** start GIVEN INFORMATION **

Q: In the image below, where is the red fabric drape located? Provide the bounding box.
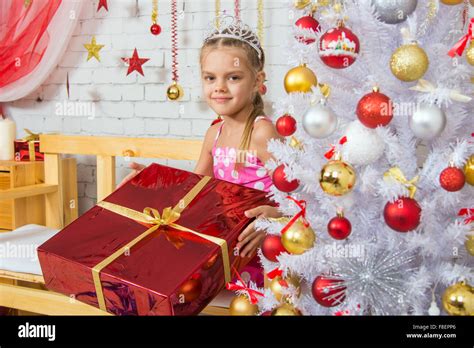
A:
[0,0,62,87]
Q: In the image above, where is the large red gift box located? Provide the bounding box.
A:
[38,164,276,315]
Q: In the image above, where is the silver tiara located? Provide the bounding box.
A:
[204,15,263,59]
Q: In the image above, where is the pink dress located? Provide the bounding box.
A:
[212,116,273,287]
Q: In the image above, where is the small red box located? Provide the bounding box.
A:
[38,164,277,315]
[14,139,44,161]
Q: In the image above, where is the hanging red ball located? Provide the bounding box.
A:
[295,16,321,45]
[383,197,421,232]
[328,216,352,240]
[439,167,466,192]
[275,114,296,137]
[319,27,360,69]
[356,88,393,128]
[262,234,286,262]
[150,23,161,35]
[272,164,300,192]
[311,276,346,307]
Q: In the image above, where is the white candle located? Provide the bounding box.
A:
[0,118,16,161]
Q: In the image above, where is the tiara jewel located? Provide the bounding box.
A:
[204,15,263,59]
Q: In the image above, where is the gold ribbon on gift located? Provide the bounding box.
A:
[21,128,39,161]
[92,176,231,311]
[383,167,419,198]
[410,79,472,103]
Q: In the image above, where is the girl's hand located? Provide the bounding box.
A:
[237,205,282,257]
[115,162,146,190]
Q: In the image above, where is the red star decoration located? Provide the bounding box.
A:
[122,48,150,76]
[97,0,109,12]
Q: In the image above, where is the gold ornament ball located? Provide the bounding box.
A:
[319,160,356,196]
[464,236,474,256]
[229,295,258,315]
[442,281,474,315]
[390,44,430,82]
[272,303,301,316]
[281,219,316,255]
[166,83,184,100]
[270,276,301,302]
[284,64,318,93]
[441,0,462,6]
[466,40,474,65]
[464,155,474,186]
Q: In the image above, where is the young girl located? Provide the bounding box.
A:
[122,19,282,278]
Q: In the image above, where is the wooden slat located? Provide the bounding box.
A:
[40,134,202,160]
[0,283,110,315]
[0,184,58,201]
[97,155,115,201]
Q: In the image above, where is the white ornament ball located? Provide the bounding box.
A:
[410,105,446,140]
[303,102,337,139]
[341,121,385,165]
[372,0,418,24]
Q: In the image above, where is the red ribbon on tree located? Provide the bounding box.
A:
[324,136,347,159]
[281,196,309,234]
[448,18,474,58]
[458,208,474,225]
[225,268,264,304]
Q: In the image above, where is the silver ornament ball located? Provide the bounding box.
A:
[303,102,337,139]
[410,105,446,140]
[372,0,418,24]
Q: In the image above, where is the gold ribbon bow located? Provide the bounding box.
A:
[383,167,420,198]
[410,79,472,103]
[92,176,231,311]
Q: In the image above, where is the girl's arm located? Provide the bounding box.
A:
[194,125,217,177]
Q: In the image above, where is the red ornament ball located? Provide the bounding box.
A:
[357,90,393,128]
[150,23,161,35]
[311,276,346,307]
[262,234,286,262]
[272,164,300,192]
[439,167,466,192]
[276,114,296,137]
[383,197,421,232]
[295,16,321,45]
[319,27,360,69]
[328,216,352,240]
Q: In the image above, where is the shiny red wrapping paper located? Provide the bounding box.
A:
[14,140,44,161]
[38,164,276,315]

** end GIVEN INFORMATION **
** start GIVEN INFORMATION **

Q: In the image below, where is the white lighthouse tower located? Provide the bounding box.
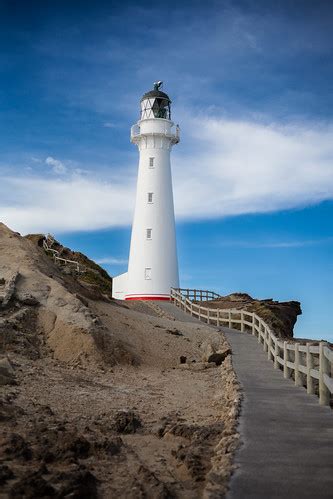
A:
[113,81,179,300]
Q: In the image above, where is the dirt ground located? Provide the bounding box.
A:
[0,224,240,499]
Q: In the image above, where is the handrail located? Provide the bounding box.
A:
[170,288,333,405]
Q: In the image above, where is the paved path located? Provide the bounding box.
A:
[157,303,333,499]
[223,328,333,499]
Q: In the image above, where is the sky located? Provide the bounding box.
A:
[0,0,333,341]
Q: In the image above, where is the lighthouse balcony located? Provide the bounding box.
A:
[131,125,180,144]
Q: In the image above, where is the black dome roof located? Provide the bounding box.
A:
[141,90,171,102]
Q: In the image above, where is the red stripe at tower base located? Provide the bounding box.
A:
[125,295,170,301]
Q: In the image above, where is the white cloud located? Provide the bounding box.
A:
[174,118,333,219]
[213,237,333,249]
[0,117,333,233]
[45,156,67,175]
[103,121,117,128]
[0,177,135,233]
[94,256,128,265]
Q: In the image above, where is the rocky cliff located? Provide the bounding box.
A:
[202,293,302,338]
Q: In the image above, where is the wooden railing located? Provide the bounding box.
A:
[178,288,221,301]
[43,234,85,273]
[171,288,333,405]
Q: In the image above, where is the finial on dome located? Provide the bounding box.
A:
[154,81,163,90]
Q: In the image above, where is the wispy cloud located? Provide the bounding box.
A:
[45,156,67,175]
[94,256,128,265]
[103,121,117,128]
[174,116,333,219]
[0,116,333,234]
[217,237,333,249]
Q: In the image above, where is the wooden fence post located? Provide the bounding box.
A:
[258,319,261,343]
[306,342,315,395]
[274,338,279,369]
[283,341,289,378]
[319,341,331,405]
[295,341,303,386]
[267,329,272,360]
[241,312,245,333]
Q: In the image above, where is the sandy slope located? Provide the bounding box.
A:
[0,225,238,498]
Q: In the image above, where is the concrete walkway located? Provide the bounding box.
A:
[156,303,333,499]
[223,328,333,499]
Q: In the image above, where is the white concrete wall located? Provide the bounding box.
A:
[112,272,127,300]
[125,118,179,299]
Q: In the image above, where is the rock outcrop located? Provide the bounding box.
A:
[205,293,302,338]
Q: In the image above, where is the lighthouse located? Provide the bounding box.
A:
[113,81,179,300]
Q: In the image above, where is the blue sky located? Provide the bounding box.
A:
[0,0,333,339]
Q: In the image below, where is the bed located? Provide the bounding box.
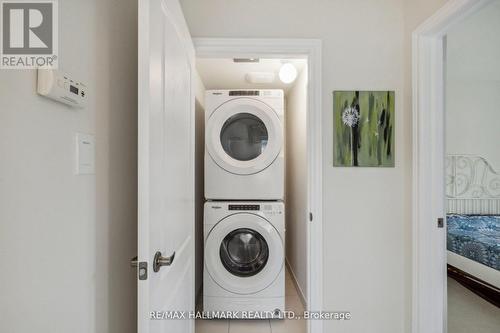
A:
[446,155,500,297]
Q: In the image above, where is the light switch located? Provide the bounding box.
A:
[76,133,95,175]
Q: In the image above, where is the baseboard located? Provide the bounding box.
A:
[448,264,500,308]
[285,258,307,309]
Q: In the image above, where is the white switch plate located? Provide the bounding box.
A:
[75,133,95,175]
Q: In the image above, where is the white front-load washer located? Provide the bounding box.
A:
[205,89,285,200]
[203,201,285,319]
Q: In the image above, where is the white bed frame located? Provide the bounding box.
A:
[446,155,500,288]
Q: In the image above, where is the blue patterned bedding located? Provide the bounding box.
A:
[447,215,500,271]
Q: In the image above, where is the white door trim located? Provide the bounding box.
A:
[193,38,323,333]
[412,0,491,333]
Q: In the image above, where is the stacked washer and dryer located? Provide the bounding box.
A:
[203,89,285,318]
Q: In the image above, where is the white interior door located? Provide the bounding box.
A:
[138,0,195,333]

** end GIVEN INFORMATION **

* _TASK GOAL_: Copy out every line from the one containing "Q: In the image above, where is the stacked" through the one containing "[138,0,195,333]", shifting each bounding box coordinate up by 99 and leaving all other lines unchanged.

* _WORKED SOLUTION_:
Q: In the image above, where is the stacked washer and dryer located? Provide the bounding box.
A:
[302,188,384,417]
Q: In the image above, where is the white interior door located? Provide the bounding box.
A:
[237,99,294,432]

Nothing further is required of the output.